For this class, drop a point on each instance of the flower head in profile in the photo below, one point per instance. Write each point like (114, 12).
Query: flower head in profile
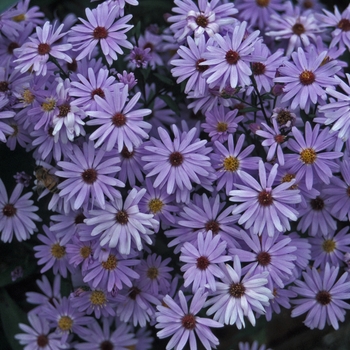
(179, 321)
(35, 53)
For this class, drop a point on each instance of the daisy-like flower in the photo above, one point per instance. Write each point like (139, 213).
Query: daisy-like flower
(309, 162)
(121, 125)
(178, 320)
(341, 24)
(121, 224)
(337, 112)
(101, 28)
(236, 297)
(272, 254)
(187, 66)
(38, 336)
(228, 58)
(330, 248)
(297, 27)
(90, 175)
(306, 78)
(35, 53)
(322, 297)
(179, 162)
(201, 261)
(220, 123)
(231, 162)
(16, 214)
(207, 17)
(263, 205)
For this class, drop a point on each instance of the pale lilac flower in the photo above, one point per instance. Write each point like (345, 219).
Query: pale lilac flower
(35, 53)
(178, 320)
(101, 28)
(239, 295)
(16, 214)
(265, 206)
(322, 296)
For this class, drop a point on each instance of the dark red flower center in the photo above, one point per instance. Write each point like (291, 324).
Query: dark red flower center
(258, 68)
(189, 322)
(344, 25)
(119, 120)
(9, 210)
(44, 49)
(176, 159)
(100, 33)
(237, 290)
(89, 176)
(265, 198)
(232, 57)
(201, 68)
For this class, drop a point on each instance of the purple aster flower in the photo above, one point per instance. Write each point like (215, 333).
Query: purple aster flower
(177, 163)
(106, 337)
(121, 124)
(121, 224)
(337, 112)
(322, 297)
(66, 319)
(236, 297)
(52, 253)
(112, 273)
(187, 66)
(340, 22)
(263, 205)
(297, 27)
(35, 53)
(306, 78)
(220, 123)
(101, 28)
(309, 162)
(201, 261)
(154, 272)
(231, 162)
(228, 58)
(38, 336)
(16, 214)
(178, 320)
(330, 248)
(90, 175)
(272, 254)
(205, 18)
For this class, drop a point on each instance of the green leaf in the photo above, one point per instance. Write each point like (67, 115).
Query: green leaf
(5, 4)
(11, 315)
(170, 103)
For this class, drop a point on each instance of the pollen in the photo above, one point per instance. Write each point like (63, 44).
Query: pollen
(308, 156)
(98, 298)
(155, 205)
(65, 323)
(85, 252)
(58, 251)
(231, 164)
(262, 3)
(221, 127)
(189, 322)
(237, 290)
(111, 263)
(307, 77)
(232, 57)
(329, 245)
(89, 176)
(152, 273)
(49, 105)
(119, 120)
(344, 25)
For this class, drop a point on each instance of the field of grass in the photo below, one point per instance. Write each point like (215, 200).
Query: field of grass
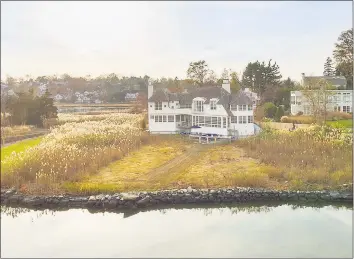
(114, 154)
(306, 159)
(341, 123)
(134, 171)
(18, 147)
(71, 151)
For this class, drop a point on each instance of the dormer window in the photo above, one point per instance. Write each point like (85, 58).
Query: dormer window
(212, 105)
(158, 106)
(198, 106)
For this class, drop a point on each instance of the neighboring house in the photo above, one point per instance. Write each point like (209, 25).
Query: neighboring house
(58, 97)
(207, 109)
(338, 100)
(129, 97)
(336, 81)
(254, 97)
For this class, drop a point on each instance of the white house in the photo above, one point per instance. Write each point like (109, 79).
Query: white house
(208, 109)
(338, 100)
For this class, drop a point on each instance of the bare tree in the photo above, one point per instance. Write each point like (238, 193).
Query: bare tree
(318, 95)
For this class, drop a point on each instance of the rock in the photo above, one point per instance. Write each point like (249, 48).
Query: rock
(10, 191)
(334, 195)
(144, 201)
(112, 204)
(129, 197)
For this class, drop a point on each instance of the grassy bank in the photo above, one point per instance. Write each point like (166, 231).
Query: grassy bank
(115, 154)
(313, 158)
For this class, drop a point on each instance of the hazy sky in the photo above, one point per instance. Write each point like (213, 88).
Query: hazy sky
(161, 38)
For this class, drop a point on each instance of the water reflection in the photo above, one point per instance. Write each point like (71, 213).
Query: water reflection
(245, 230)
(207, 210)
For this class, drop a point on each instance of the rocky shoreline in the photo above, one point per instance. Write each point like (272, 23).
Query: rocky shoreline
(121, 201)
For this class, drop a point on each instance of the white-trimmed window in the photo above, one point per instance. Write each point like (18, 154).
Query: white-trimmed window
(158, 106)
(198, 106)
(346, 97)
(242, 119)
(233, 107)
(242, 107)
(292, 99)
(346, 109)
(298, 100)
(213, 105)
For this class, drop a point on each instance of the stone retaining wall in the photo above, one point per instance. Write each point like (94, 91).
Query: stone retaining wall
(169, 197)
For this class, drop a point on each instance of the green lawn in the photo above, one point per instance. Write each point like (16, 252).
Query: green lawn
(19, 146)
(341, 123)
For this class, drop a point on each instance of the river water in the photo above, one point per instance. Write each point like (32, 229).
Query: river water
(252, 231)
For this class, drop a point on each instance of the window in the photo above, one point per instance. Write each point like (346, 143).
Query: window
(198, 106)
(242, 107)
(158, 106)
(292, 99)
(298, 100)
(185, 106)
(346, 97)
(207, 121)
(212, 105)
(336, 97)
(233, 107)
(346, 109)
(242, 119)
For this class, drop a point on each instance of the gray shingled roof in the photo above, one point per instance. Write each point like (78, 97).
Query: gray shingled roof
(334, 80)
(207, 92)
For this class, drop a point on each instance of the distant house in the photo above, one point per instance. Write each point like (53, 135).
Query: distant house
(129, 97)
(254, 97)
(338, 100)
(208, 110)
(58, 97)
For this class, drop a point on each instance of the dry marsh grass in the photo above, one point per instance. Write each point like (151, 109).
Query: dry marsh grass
(314, 158)
(73, 150)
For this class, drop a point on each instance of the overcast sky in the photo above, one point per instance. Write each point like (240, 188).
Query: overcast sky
(161, 38)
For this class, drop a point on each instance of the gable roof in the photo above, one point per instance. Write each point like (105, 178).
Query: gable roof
(334, 80)
(207, 92)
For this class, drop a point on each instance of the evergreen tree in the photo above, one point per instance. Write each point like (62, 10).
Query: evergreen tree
(259, 75)
(328, 68)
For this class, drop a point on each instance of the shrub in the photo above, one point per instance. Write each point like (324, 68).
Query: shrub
(269, 109)
(284, 119)
(334, 116)
(279, 113)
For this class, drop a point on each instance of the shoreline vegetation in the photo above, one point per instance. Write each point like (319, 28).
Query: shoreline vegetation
(112, 153)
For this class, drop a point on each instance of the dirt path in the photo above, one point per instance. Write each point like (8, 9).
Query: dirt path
(34, 134)
(178, 163)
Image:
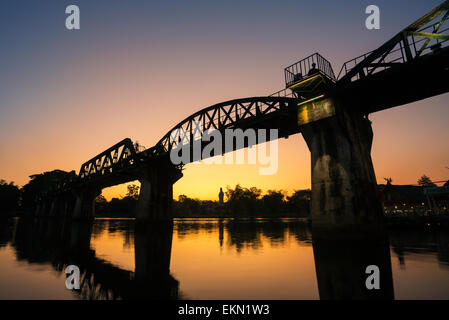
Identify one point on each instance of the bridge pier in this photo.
(345, 199)
(156, 192)
(84, 207)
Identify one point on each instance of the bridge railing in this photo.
(285, 93)
(300, 69)
(413, 42)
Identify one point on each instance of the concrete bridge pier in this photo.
(156, 192)
(345, 199)
(84, 207)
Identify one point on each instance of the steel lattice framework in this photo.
(225, 115)
(120, 155)
(424, 37)
(428, 34)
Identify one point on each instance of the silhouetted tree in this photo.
(425, 181)
(41, 183)
(243, 201)
(273, 202)
(299, 202)
(9, 196)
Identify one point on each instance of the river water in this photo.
(209, 259)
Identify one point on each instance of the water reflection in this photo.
(64, 242)
(224, 259)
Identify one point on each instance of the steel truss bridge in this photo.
(411, 66)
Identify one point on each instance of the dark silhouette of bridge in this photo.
(331, 112)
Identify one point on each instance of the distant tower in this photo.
(220, 196)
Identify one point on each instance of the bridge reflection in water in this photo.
(63, 243)
(339, 265)
(258, 259)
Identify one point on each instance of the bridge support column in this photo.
(156, 192)
(344, 187)
(85, 203)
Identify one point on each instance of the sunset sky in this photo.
(136, 68)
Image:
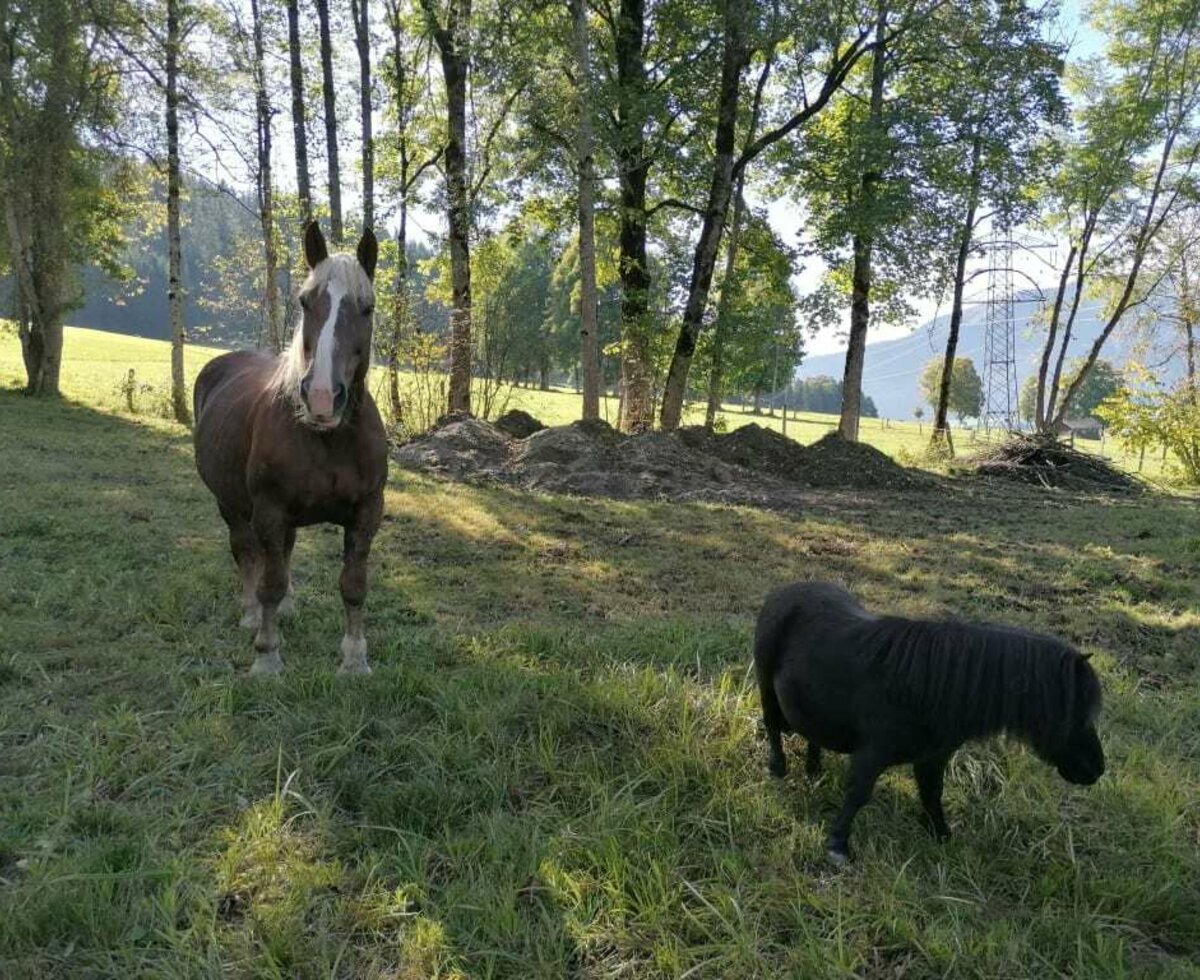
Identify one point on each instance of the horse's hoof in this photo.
(268, 665)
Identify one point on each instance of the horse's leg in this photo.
(249, 555)
(271, 530)
(813, 759)
(865, 767)
(930, 773)
(288, 605)
(359, 534)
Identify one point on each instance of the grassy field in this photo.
(556, 769)
(99, 364)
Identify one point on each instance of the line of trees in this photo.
(597, 164)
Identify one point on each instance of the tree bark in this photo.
(1051, 335)
(636, 371)
(1150, 226)
(864, 246)
(856, 349)
(265, 186)
(335, 173)
(174, 281)
(720, 190)
(361, 12)
(721, 326)
(589, 330)
(451, 41)
(941, 433)
(299, 126)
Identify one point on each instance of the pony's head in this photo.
(330, 350)
(1074, 747)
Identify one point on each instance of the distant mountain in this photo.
(892, 367)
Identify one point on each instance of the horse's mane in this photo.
(341, 269)
(972, 680)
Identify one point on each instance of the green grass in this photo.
(97, 364)
(556, 769)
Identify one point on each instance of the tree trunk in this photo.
(941, 433)
(1149, 227)
(864, 247)
(1051, 335)
(720, 190)
(265, 187)
(299, 128)
(451, 41)
(335, 173)
(721, 326)
(636, 371)
(589, 330)
(856, 350)
(361, 12)
(174, 286)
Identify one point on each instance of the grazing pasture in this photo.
(557, 767)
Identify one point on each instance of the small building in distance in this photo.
(1081, 428)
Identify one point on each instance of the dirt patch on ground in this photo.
(751, 466)
(1045, 462)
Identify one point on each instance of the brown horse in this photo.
(285, 442)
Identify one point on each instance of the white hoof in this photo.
(269, 665)
(354, 656)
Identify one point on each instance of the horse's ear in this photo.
(315, 251)
(369, 252)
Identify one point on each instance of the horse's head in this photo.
(1077, 752)
(333, 344)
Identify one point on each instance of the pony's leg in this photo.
(813, 761)
(358, 539)
(249, 555)
(288, 605)
(865, 767)
(774, 722)
(271, 588)
(930, 773)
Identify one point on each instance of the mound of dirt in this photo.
(462, 448)
(517, 424)
(750, 466)
(1044, 461)
(833, 462)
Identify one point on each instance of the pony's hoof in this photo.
(838, 853)
(268, 665)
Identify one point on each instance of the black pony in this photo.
(892, 691)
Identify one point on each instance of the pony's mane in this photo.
(347, 274)
(972, 680)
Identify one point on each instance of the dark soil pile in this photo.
(833, 462)
(517, 424)
(750, 466)
(1044, 461)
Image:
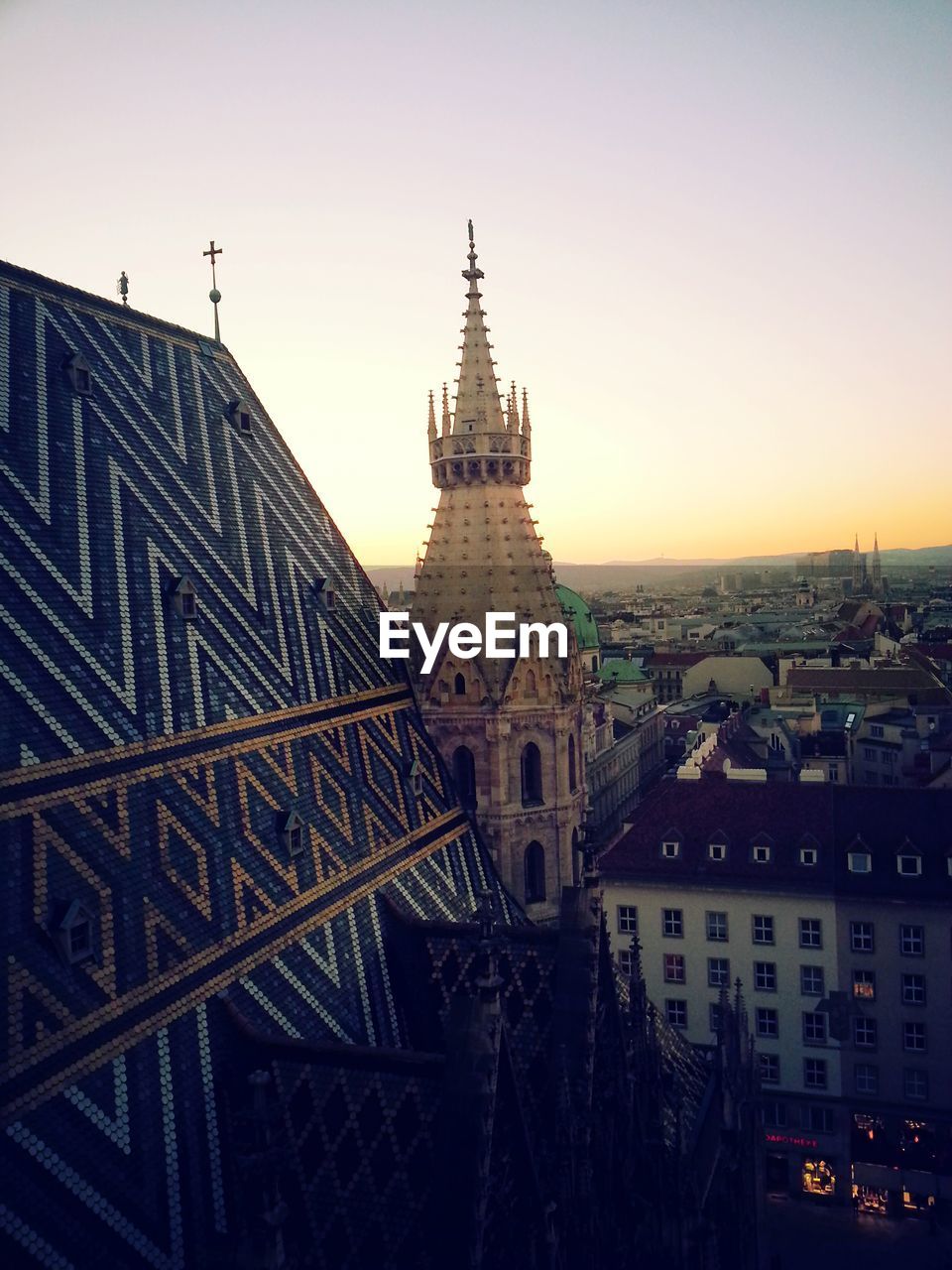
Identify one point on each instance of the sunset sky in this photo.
(716, 240)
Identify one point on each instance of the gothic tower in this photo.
(858, 568)
(876, 567)
(509, 729)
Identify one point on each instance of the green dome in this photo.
(580, 612)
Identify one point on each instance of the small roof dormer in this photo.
(72, 934)
(184, 597)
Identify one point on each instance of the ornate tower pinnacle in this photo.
(431, 421)
(479, 445)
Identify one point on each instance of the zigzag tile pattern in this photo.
(148, 761)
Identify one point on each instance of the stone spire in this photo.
(506, 726)
(477, 407)
(431, 422)
(878, 566)
(858, 568)
(480, 444)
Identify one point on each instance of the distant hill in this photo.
(624, 574)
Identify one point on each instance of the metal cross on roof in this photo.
(214, 295)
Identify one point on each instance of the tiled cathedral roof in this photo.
(204, 772)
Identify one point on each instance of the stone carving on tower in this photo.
(509, 729)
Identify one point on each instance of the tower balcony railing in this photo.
(480, 444)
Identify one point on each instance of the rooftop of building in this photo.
(787, 817)
(620, 671)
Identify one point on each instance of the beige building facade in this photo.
(833, 907)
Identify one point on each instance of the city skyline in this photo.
(715, 250)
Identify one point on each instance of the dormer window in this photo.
(909, 862)
(291, 830)
(240, 416)
(414, 774)
(326, 593)
(761, 849)
(79, 373)
(73, 934)
(182, 595)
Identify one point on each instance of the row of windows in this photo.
(909, 861)
(862, 935)
(911, 987)
(774, 1115)
(915, 1080)
(530, 774)
(866, 1080)
(911, 939)
(762, 926)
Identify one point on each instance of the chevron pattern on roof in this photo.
(203, 767)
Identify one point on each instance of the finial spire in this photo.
(431, 421)
(214, 295)
(477, 404)
(513, 409)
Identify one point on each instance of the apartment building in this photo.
(833, 907)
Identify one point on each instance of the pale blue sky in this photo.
(715, 238)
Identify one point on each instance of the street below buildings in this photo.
(801, 1234)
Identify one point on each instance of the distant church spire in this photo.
(858, 568)
(477, 407)
(878, 566)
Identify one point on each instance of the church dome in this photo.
(580, 612)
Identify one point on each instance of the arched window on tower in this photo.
(465, 776)
(531, 774)
(535, 873)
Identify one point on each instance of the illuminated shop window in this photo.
(866, 1078)
(865, 984)
(770, 1069)
(912, 989)
(627, 920)
(810, 933)
(819, 1178)
(716, 928)
(811, 982)
(719, 971)
(862, 938)
(762, 929)
(766, 975)
(911, 940)
(676, 1012)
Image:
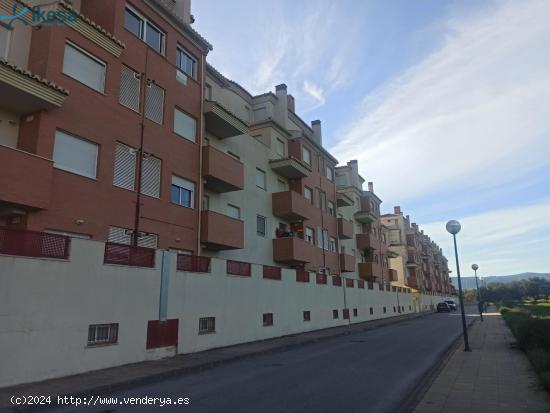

▸ **Directions**: The lines above starting at the one that holds "Query: field of grass" and ending at the one that holds "like (166, 231)." are to be written out exactly, ends included, and no pictures are to be copied.

▸ **Reply to the task**:
Query: field of grass
(114, 154)
(306, 159)
(341, 123)
(134, 171)
(18, 147)
(71, 151)
For this class, drop a point on each instance of the dormer window in the photo above, one point per instance. Write each point like (85, 58).
Query: dormer window
(212, 105)
(158, 106)
(198, 106)
For this class, drop a point on each instance of the neighboring house in the photo above, one point per instance. Write each point like (209, 25).
Query: neighboring house
(58, 97)
(207, 109)
(338, 100)
(129, 97)
(336, 81)
(254, 97)
For this class, drop a point on each instance of the white house in the photo above, one point per instance. Write each point like (109, 79).
Query: white house
(208, 109)
(338, 100)
For this class, drop a point on each instance of the bare tree in the photo above, one point per instance. Write each point like (238, 193).
Query: bare tree
(318, 95)
For this class, drop a point on each instance of the rock in the photo above, one point per instance. Write each point like (249, 48).
Query: rock
(10, 191)
(334, 195)
(144, 201)
(112, 204)
(129, 197)
For this class, drop a point on each instance of the grassy bank in the photo above, one point per instance. Write each point like (166, 231).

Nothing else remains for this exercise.